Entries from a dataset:

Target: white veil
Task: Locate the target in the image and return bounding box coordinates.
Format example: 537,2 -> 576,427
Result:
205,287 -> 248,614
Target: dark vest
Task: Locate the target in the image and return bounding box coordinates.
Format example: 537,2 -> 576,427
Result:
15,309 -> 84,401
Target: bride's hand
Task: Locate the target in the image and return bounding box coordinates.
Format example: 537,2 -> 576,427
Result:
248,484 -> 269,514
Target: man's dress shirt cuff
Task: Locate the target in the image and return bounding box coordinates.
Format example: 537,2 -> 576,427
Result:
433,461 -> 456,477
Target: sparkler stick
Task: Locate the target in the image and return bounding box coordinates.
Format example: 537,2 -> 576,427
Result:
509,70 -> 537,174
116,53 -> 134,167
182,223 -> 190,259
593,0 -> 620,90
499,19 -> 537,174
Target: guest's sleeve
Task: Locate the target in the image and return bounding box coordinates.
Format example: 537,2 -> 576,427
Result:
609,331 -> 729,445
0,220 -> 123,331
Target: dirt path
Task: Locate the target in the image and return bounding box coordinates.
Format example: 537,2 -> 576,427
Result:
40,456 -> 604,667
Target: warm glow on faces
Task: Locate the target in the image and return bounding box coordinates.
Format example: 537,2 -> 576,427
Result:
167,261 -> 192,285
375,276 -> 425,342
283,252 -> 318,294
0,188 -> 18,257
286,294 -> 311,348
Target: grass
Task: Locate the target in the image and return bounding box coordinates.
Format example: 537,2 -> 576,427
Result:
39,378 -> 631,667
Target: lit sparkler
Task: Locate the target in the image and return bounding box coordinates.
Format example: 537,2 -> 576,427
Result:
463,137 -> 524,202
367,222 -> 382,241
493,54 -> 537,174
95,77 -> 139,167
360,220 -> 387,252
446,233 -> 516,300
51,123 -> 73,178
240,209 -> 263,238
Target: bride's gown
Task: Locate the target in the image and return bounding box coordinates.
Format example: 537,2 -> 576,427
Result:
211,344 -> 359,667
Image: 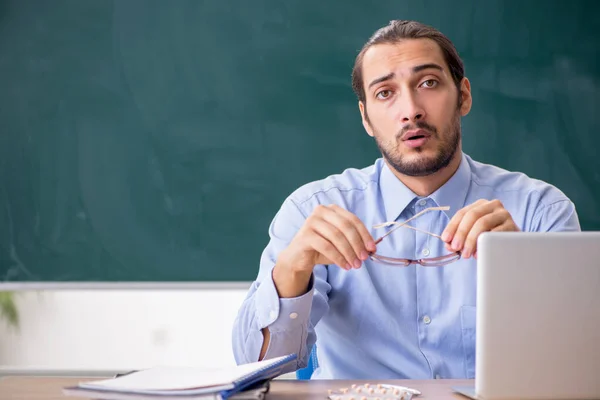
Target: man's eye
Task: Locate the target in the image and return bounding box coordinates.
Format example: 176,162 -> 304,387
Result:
421,79 -> 438,88
375,89 -> 392,100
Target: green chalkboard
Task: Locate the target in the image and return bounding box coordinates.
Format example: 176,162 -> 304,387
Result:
0,0 -> 600,282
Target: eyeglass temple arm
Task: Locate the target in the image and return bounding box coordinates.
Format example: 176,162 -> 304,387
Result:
373,206 -> 450,244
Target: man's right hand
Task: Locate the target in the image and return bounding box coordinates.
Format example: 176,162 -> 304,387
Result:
273,205 -> 375,297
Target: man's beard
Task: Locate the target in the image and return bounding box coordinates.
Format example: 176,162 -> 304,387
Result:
373,113 -> 461,176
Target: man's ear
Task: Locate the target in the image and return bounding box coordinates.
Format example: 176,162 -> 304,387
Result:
358,101 -> 373,137
460,78 -> 473,117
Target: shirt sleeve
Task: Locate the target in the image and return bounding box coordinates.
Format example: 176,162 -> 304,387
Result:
232,199 -> 331,372
532,200 -> 581,232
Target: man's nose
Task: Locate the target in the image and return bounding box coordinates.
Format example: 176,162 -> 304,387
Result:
402,96 -> 425,123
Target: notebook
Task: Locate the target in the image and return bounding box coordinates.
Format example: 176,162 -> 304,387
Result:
63,354 -> 296,400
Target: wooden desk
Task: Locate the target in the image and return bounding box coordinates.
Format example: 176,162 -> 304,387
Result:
0,376 -> 474,400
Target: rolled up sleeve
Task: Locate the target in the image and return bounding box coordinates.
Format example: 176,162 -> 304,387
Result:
232,199 -> 330,369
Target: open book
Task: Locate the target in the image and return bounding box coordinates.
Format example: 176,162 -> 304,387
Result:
63,354 -> 296,400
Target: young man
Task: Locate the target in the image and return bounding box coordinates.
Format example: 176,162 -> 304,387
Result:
233,21 -> 580,379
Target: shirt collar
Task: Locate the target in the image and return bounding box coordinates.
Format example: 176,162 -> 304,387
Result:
379,153 -> 471,222
379,162 -> 417,222
429,153 -> 471,219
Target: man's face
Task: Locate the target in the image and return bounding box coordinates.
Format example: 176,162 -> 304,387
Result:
359,39 -> 471,176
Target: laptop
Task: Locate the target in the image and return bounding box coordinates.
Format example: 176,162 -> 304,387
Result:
454,232 -> 600,400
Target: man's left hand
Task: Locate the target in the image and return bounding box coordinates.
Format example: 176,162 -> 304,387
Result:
442,199 -> 519,258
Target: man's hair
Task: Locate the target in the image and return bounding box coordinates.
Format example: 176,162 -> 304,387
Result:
352,20 -> 465,105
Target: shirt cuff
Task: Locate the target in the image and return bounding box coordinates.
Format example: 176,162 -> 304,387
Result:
255,272 -> 314,332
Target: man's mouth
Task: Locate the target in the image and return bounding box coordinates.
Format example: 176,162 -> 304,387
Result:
402,129 -> 431,141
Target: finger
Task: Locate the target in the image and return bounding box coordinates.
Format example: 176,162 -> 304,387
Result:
312,213 -> 362,268
310,235 -> 352,270
442,199 -> 487,243
462,209 -> 510,258
332,205 -> 376,252
452,202 -> 494,251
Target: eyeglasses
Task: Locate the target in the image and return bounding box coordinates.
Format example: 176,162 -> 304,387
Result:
369,206 -> 460,267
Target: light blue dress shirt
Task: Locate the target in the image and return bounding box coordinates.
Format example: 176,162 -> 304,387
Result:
233,154 -> 580,379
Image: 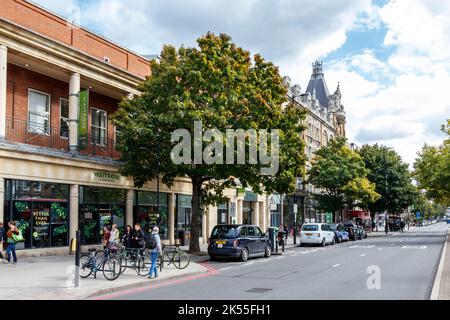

▶ _Instructions for the task_
Rewrite all the records above, replacing every "Result" with "Output" and leaving everything else unchanged. Omit the pictures from your answer.

▶ _Solution to this exercise_
Target: white veil
Task: Locate the target in the image and return bounding box coordinates.
Format example: 537,2 -> 576,427
Output:
205,287 -> 248,614
Target: dark vest
Task: Locate the target in the image and return bounding box coordinates.
Format example: 537,2 -> 576,427
Output:
15,309 -> 84,401
Target: bride's hand
Task: Locate the target in the image and return bounding box coordinates.
Format example: 537,2 -> 576,427
Output:
248,484 -> 269,514
Target: man's dress shirt cuff
Task: Locate the target in the image and return bounding box coordinates.
Format example: 537,2 -> 576,427
Output:
433,461 -> 456,477
Target: sparkler stick
Task: Locate the target in the image and return bounding box coordinates.
Format example: 537,2 -> 576,427
Output:
509,70 -> 537,174
116,53 -> 134,167
182,223 -> 190,259
593,0 -> 620,90
499,19 -> 537,174
Target: guest's sleeve
Task: Locate the target in the image and return bounding box coordinates.
Format example: 537,2 -> 576,427
Output:
609,331 -> 729,445
0,220 -> 123,331
Target: dirt path
Task: Locate the target in the image and return bounding box coordinates.
Format example: 537,2 -> 576,427
Output:
40,456 -> 604,667
Target: warm glow on faces
Task: Locate the target in the image and return bounding box coordinates.
Format example: 537,2 -> 576,427
Output:
167,261 -> 192,285
375,276 -> 425,342
283,252 -> 318,294
0,188 -> 18,257
286,294 -> 311,348
Target: grass
Task: Locate the target in the image and return bounding box coordinates.
Format example: 537,2 -> 576,427
Output:
39,378 -> 631,667
Target: lit sparkler
Task: Locate the target in the image and return bounding box coordinates.
Format example: 537,2 -> 576,427
Output:
463,137 -> 524,202
367,222 -> 382,241
493,54 -> 537,174
95,77 -> 139,167
360,220 -> 387,252
446,233 -> 516,300
51,123 -> 73,178
240,209 -> 263,238
Target: bride's gown
Task: Locate the target in the image and return bounding box coordinates.
Format example: 537,2 -> 576,427
Output:
211,344 -> 359,667
Image: 
Target: man's eye
Task: Locate the target in the image and return bounding box coordinates.
Format example: 176,162 -> 304,387
Output:
421,79 -> 438,88
375,89 -> 392,100
Target: green chalkboard
Task: Locate the target in the image and return bounding box coordinates.
Format example: 176,162 -> 304,387
Output:
0,0 -> 600,282
Target: eyeglass temple arm
Task: Locate the target in the image and return bounding box coordinates.
Format example: 176,162 -> 304,387
Output:
373,206 -> 450,244
Target: man's right hand
Task: Locate the target in the image and return bounding box coordinates.
Format example: 176,162 -> 304,387
Output:
273,205 -> 375,297
Target: man's beard
Task: Locate the target in the image and return bounding box coordinates.
Format example: 176,162 -> 304,387
Output:
373,113 -> 461,176
Target: man's ear
Task: Locate the target in the image and return bounding box coordinates.
Format example: 176,162 -> 304,387
Output:
358,101 -> 373,137
460,78 -> 473,117
Target: shirt sleeve
Task: Locate the target in the image and return bounding box coordinates.
Format example: 176,162 -> 304,387
Output:
232,199 -> 331,372
532,200 -> 581,232
Target: man's nose
Task: Locate the target in the image and return bounding box coordinates.
Format example: 176,162 -> 304,387
Output:
402,96 -> 425,123
Target: notebook
Task: Locate the target in the image and return bounding box coordinates.
Format example: 176,162 -> 304,387
Output:
63,354 -> 296,400
Target: wooden desk
Task: Locate the target in the image and return bounding box coordinates.
Format example: 176,162 -> 304,387
Output:
0,376 -> 474,400
Target: rolled up sleeve
Task: Locate the target in the image and return bounding box coordinates.
Format example: 176,162 -> 304,387
Output:
232,199 -> 330,369
Target: open book
Task: Locate the target in the image and return bounding box coordinates.
Format example: 176,162 -> 304,387
Output:
63,354 -> 296,400
Target: young man
Task: Locate the target in the image and return bounding box coordinates.
Format example: 176,162 -> 304,387
Output:
233,21 -> 580,379
Target: shirt collar
Task: Locate the target in the image and return bounding box coordinates.
Format example: 176,162 -> 304,387
Output:
379,153 -> 471,222
379,162 -> 417,222
429,153 -> 471,219
Target: man's face
Task: Locate the target in the image and return bounding box coordinates.
Format example: 176,162 -> 304,387
Output:
359,39 -> 471,176
Target: laptop
Task: Locate the target in the image and return bounding box coordinates.
Format example: 176,162 -> 304,387
Output:
454,232 -> 600,400
Target: man's left hand
Task: Locate the target in the image and return bounding box coordinates.
Format example: 176,162 -> 304,387
Output:
442,199 -> 519,258
Target: man's hair
Task: Locate the target in the image and return bounding box coordinates.
Format example: 176,162 -> 304,387
Output:
352,20 -> 465,105
Target: shirt cuff
Task: Locate the target in the image and return bounding box coordinates.
Format example: 176,162 -> 304,387
Output:
255,272 -> 314,332
Target: man's mouth
Task: Locate the target in the image and return bounding box coordinates.
Format example: 176,162 -> 304,387
Output:
402,129 -> 431,141
Target: finger
Task: Locate the target in the image and return bounding box coordinates.
Format example: 176,162 -> 304,387
Output:
312,213 -> 362,268
310,235 -> 352,270
442,199 -> 487,243
462,209 -> 510,258
332,205 -> 376,252
452,202 -> 494,251
Target: eyeglasses
Task: Locate the target in the image and return bounding box coordinates.
Format example: 176,162 -> 304,387
Output:
369,206 -> 460,267
Target: light blue dress shirt
Task: Locate the target in the image and return bounding box coordinates.
Format example: 176,162 -> 304,387
Output:
233,154 -> 580,379
Image: 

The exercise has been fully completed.